(Labeled-object pointing entries)
========================================================================
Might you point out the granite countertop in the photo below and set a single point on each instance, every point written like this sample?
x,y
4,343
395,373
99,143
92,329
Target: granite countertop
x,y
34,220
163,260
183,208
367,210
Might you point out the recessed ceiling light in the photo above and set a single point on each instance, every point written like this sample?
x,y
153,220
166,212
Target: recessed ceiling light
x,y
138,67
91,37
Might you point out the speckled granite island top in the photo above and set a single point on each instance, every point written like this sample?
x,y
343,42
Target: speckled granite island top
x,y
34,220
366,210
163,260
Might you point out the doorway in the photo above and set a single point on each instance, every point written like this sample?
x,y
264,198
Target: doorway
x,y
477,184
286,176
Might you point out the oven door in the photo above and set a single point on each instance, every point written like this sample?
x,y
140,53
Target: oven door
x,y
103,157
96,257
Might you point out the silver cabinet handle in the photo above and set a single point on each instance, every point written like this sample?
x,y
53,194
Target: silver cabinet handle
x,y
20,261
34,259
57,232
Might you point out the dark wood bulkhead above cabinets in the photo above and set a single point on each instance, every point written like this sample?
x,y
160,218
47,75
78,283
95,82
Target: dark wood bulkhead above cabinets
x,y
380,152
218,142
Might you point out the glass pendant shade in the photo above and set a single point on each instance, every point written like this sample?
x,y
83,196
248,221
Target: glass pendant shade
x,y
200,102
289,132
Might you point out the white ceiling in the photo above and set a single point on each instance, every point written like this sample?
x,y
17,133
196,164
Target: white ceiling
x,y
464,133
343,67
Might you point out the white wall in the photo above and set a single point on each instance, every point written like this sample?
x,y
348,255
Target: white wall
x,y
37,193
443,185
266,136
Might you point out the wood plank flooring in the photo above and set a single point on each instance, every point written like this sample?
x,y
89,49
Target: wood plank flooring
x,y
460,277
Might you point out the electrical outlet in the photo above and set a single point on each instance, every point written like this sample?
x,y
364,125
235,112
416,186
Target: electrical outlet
========================================================================
Problem requirements: Lay out every line of all the records above as a single numbered list, omitting any blank lines.

Worked solution:
1. Might you point out the granite countertop in the photo below and set a single point on each instance, every point written like this sample?
2. x,y
3. 4,343
4. 395,373
5. 99,143
6. 92,329
7. Target: granite countertop
8. x,y
9. 34,220
10. 163,260
11. 183,208
12. 367,210
13. Might you point out the recessed ceiling light in the photo above and set a single point on each instance, every point written like this sample?
14. x,y
15. 153,220
16. 166,212
17. Target: recessed ceiling light
18. x,y
19. 138,67
20. 91,37
21. Might you point out the speckled granite island top in the photo above and set a single point on each instance, every point written like this sample?
22. x,y
23. 343,42
24. Target: speckled granite island top
25. x,y
26. 34,220
27. 366,210
28. 163,260
29. Might you point out the doorway in the photo above and set a single point on each instance, every point written like this sample?
30. x,y
31. 264,198
32. Target: doorway
33. x,y
34. 477,184
35. 286,176
36. Might you point out the oven door in the photo above and set a single point on each instance, every point written like this sample?
37. x,y
38. 140,53
39. Target: oven door
40. x,y
41. 103,157
42. 96,257
43. Might you point out the silver cabinet handle in the photo above and set a single point on each instance, every point written like this sample?
44. x,y
45. 53,194
46. Target: silver cabinet handle
47. x,y
48. 20,261
49. 34,259
50. 57,232
51. Might you point out the dark wood bulkhead above cabinets in the photo above and set a single point on each instance, every point written like this sample?
52. x,y
53. 160,218
54. 47,75
55. 78,283
56. 95,82
57. Target: dark wood bulkhead above cabinets
58. x,y
59. 380,152
60. 218,142
61. Might you point out the glass pendant shade in the photo above and set a single point on each instance, every point written like this sample?
62. x,y
63. 83,196
64. 248,221
65. Target: glass pendant shade
66. x,y
67. 200,102
68. 289,132
69. Might you point out the white ceiling in the photo above and set a single point on each instance, every point written like this sample?
70. x,y
71. 17,133
72. 196,164
73. Target: white ceiling
74. x,y
75. 464,133
76. 343,67
77. Might you point out the white wall in the photo above and set a single point on each instance, every point written like this sample?
78. x,y
79. 348,255
80. Target: white wall
81. x,y
82. 37,193
83. 443,185
84. 266,136
85. Might you point out the wood plank flooring in the photo above and set a single point on each instance, every point written like this sample?
86. x,y
87. 89,49
88. Target: wood plank flooring
89. x,y
90. 460,277
91. Might you point out the electrical outlet in the photo above and set a single point on each instance, every point written like this sample?
92. x,y
93. 364,125
94. 235,112
95. 416,186
96. Target: electrical outlet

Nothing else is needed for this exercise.